→ Written instruction: Reproduce the following lines word for word, keeping every character unchanged.

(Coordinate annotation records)
'''

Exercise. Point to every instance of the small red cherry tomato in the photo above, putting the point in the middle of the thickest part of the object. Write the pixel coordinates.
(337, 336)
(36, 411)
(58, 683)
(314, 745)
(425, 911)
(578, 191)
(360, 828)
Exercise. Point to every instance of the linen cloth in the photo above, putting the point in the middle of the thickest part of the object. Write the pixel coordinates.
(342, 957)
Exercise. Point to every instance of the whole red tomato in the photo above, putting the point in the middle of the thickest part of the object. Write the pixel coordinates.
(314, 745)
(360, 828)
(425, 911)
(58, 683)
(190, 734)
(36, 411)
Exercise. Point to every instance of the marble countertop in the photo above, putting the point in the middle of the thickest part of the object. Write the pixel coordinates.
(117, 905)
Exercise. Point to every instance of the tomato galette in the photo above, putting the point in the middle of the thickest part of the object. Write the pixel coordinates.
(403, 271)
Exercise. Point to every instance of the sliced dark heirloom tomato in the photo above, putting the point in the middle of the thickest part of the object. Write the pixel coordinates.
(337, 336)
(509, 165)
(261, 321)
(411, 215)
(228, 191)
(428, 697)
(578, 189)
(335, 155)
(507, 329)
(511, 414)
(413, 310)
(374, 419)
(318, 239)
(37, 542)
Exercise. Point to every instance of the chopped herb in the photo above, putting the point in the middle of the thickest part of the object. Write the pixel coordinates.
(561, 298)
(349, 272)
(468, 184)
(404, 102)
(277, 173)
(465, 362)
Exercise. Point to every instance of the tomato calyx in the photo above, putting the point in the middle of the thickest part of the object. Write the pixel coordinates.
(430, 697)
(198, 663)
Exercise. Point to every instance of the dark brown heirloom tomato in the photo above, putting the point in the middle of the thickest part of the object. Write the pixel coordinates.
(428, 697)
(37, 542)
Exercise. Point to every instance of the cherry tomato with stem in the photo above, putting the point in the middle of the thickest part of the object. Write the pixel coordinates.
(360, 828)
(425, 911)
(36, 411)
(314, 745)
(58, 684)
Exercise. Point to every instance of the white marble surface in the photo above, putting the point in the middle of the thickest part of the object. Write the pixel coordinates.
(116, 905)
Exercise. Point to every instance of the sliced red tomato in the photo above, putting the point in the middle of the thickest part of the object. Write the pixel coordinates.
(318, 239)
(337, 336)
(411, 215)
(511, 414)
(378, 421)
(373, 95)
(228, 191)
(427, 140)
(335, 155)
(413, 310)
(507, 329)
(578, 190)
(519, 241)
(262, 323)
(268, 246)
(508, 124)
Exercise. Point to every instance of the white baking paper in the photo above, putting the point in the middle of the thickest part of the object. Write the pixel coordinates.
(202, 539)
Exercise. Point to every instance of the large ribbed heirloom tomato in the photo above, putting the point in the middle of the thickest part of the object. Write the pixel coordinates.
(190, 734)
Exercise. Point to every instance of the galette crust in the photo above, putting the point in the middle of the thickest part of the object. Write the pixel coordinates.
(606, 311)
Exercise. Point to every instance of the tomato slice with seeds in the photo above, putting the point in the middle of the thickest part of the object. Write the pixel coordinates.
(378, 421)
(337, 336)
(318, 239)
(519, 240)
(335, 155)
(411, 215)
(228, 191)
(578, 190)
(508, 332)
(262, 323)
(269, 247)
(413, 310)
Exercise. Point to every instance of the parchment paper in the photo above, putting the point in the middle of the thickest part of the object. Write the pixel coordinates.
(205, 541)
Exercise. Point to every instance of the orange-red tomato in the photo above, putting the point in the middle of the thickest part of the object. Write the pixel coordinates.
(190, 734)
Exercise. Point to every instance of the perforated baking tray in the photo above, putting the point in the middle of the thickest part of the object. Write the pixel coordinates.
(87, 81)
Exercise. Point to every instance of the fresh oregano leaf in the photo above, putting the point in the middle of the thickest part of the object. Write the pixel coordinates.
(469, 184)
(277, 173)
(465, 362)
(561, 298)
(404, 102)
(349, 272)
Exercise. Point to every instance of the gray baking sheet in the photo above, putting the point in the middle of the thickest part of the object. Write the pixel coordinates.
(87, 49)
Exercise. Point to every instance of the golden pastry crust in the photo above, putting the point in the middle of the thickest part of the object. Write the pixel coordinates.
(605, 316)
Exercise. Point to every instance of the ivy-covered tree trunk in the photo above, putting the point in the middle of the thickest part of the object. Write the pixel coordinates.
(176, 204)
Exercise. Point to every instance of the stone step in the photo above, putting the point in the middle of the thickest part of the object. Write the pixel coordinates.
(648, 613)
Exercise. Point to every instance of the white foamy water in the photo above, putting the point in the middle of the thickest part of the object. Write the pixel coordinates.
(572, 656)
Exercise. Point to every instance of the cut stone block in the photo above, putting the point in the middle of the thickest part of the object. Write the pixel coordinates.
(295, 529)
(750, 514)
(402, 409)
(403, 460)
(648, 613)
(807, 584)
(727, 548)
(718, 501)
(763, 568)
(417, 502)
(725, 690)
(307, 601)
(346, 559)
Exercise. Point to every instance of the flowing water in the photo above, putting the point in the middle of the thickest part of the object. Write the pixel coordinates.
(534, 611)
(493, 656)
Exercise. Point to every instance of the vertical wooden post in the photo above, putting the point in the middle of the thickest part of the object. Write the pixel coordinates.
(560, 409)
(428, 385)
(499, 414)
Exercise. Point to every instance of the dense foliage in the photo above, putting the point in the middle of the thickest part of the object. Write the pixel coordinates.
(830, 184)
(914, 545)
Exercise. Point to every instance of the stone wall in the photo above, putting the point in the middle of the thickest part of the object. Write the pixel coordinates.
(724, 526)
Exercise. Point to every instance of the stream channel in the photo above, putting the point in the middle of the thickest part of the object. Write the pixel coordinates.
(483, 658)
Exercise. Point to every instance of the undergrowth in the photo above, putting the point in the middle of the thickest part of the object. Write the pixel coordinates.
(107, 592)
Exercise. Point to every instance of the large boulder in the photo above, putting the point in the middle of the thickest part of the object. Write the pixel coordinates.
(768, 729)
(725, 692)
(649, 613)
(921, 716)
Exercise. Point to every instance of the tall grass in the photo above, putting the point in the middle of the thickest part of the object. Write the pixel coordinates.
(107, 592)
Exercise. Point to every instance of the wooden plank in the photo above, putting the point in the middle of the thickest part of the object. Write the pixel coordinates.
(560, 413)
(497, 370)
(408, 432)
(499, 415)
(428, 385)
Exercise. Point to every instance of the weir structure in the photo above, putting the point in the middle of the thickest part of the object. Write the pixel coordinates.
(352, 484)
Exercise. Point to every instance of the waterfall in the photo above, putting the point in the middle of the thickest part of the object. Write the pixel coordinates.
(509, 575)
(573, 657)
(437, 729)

'''

→ Worked answer:
Exercise. Point to every instance of the small red cherry tomato in the photo above, putting the point in the middle of the thickest part of the object. Write the pixel coordinates.
(337, 336)
(36, 411)
(58, 683)
(314, 745)
(425, 911)
(578, 191)
(360, 828)
Exercise. Point to every instance of the linen cloth in the photo above, putting the point in the middle of the thickest part of the object. Write the pixel coordinates.
(342, 957)
Exercise. Point to every instance of the whole red tomato in the photo above, putting the point in the middle of the thickest part of the object. Write the pixel coordinates.
(314, 745)
(360, 828)
(425, 911)
(58, 683)
(190, 734)
(36, 411)
Exercise. Point to every instance of the marble countertop in the photo above, putting the point in the middle of the thickest part of the object. Write the pixel coordinates.
(117, 905)
Exercise. Point to every instance of the tomato galette in the photo above, putting the point in the middle of the thickest part of the object. Write the pixel coordinates.
(403, 271)
Exercise. Point to every instance of the sliced dark heirloom tomato in the photo above, putting the point in the middle of the thickest part of the object. Write the pixel coordinates.
(337, 336)
(509, 165)
(261, 321)
(411, 215)
(228, 191)
(428, 697)
(578, 189)
(335, 155)
(507, 329)
(511, 414)
(413, 310)
(374, 419)
(318, 239)
(37, 542)
Exercise. Point to every instance of the chopped herb in the photo above, putting the point in the middle of the thickest part of the object. Write the pixel coordinates.
(561, 298)
(349, 272)
(468, 184)
(404, 102)
(277, 173)
(465, 362)
Exercise. Point to every instance of the tomato calyx in the photo above, putting the point in the middle of the thickest part of the object. Write the pixel coordinates.
(430, 697)
(198, 663)
Exercise. Point to every instance of the dark brown heirloom tomato in the photo above, putting the point in the middle of the thickest part of the object. Write the pixel coordinates.
(428, 697)
(37, 542)
Exercise. Point to every instance of the cherry tomato with stem in the photo above, putting the point in the middle of the thickest part of the object. Write the pixel coordinates.
(360, 828)
(425, 911)
(36, 411)
(314, 745)
(58, 684)
Exercise. Point to every instance of the white marble surface in the photo above, putting the point in the middle of the thickest part of the object. Write the pixel coordinates.
(116, 905)
Exercise. Point to every instance of the sliced red tomato in the photo above, putting the point in the middle of the thickest part of the object. Write the pixel coordinates.
(318, 239)
(337, 336)
(411, 215)
(511, 414)
(378, 421)
(373, 95)
(228, 191)
(427, 140)
(335, 155)
(413, 310)
(507, 329)
(578, 190)
(519, 241)
(262, 323)
(268, 246)
(508, 124)
Exercise. Point to every instance of the white baking paper in the photo above, putting the point in the middle of the thickest part of the object. Write the pixel coordinates.
(202, 539)
Exercise. Point to every instance of the large ribbed heirloom tomato in the photo above, putting the point in the middle of the thickest part of the object. Write the pixel coordinates.
(190, 734)
Exercise. Point to every instance of the galette crust in the photo above, putting the point in the middle of the thickest part of the object. Write the pixel coordinates.
(606, 311)
Exercise. Point to every instance of the tomato slice with seeds in the photo above, putting the point in the middle of the thickest part of the object. Write the pixel coordinates.
(378, 421)
(337, 336)
(318, 239)
(519, 240)
(335, 155)
(411, 215)
(228, 191)
(578, 190)
(508, 332)
(262, 323)
(269, 247)
(413, 310)
Exercise. Point to every instance of the parchment paper in the photo above, putting the point in the middle of the thickest part of the object. Write the pixel coordinates.
(205, 541)
Exercise. Point to every instance of the orange-red tomato in the photo above, putting the point in the middle of the thickest part of the object. Write the pixel coordinates.
(190, 734)
Exercise. Point to every instance of the perforated baking tray in the photo above, putting the point in the middle of the thickest part of the object. Write the pixel coordinates.
(87, 81)
Exercise. Point to every instance of the fresh oregano leaf in the photo above, putting the point in the middle of the thickest part of the object. Write the pixel coordinates.
(469, 184)
(277, 173)
(465, 362)
(561, 298)
(404, 102)
(349, 272)
Exercise. Point to every instance of the gray baking sheet in the photo above, putting the point in the middle of the thickest part of the object. Write the pixel coordinates.
(87, 49)
Exercise. Point to every instance of the golden pastry crust in the photo above, putting the point in the middle of the thickest part of the object. Write the pixel coordinates.
(605, 316)
Exercise. Point to every instance of the ivy-covered tree trunk in the photo above, putting the point in the middle of the thickest part of the object. Write the pixel coordinates.
(176, 204)
Exercise. Point to every instance of the stone step in the photo above, putting the point in the middle of the thickest part of the object. Write the pixel coordinates.
(648, 613)
Exercise. Point to every instance of the white foamy water in the photo above, putting the point in the middle of the thickest part of the object. Write the pixel coordinates.
(572, 656)
Exercise. Point to every instance of the cut stone block in the photo above, putting the point in the middle of the thickest part of the object. Write the pixel coordinates.
(295, 529)
(750, 514)
(402, 409)
(403, 460)
(648, 613)
(807, 584)
(727, 548)
(718, 501)
(763, 568)
(417, 502)
(725, 690)
(307, 601)
(346, 559)
Exercise. Point to every instance of the flowing water in the photo above, putting the point in the middle of the thickest part of the object. Write the pixel coordinates.
(534, 611)
(493, 656)
Exercise. Point to every instance of the vertical wooden post in the photo above, putting the point in the middle of the thickest part of the object. Write the pixel coordinates.
(560, 409)
(428, 385)
(499, 414)
Exercise. Point to every instance of the dense foliage in the photo above, putting the point in the middle of the thickest part of the object. Write the pixel coordinates.
(830, 184)
(914, 545)
Exercise. Point to every instance of the stone wall in the photo above, putting the point in the middle of the thickest part of the object. Write the pixel coordinates.
(724, 526)
Exercise. Point to every instance of the stream channel in the photo above, putting the point in the middle of the thickest part of the object. Write the pixel coordinates.
(483, 658)
Exercise. Point to every instance of the undergrowth in the photo above, putting the point in the middle of the thickest part of the object. Write the pixel coordinates.
(107, 592)
Exercise. Point to every instance of the large boulder in the photo above, putting the point in the middle of the thickest part of the object. Write the pixel coordinates.
(768, 729)
(725, 692)
(649, 613)
(921, 716)
Exercise. Point to every instance of the tall grass in the photo above, putting the point in the middle of the thickest part of the object. Write the pixel coordinates.
(107, 592)
Exercise. Point to every instance of the wooden plank in the photo above, putting the point in the middle of the thickest part of the object. Write the pixel coordinates.
(560, 413)
(497, 370)
(408, 432)
(499, 415)
(428, 385)
Exercise. Point to every instance of the weir structure in the photo above, putting the point in the middle of the thickest part of the object. Write the pixel coordinates.
(352, 484)
Exercise. Point to every instance of the waterfall in the photo above, putting the point in the middle of the thickest part of the object. Write the pixel coordinates.
(509, 575)
(573, 657)
(437, 729)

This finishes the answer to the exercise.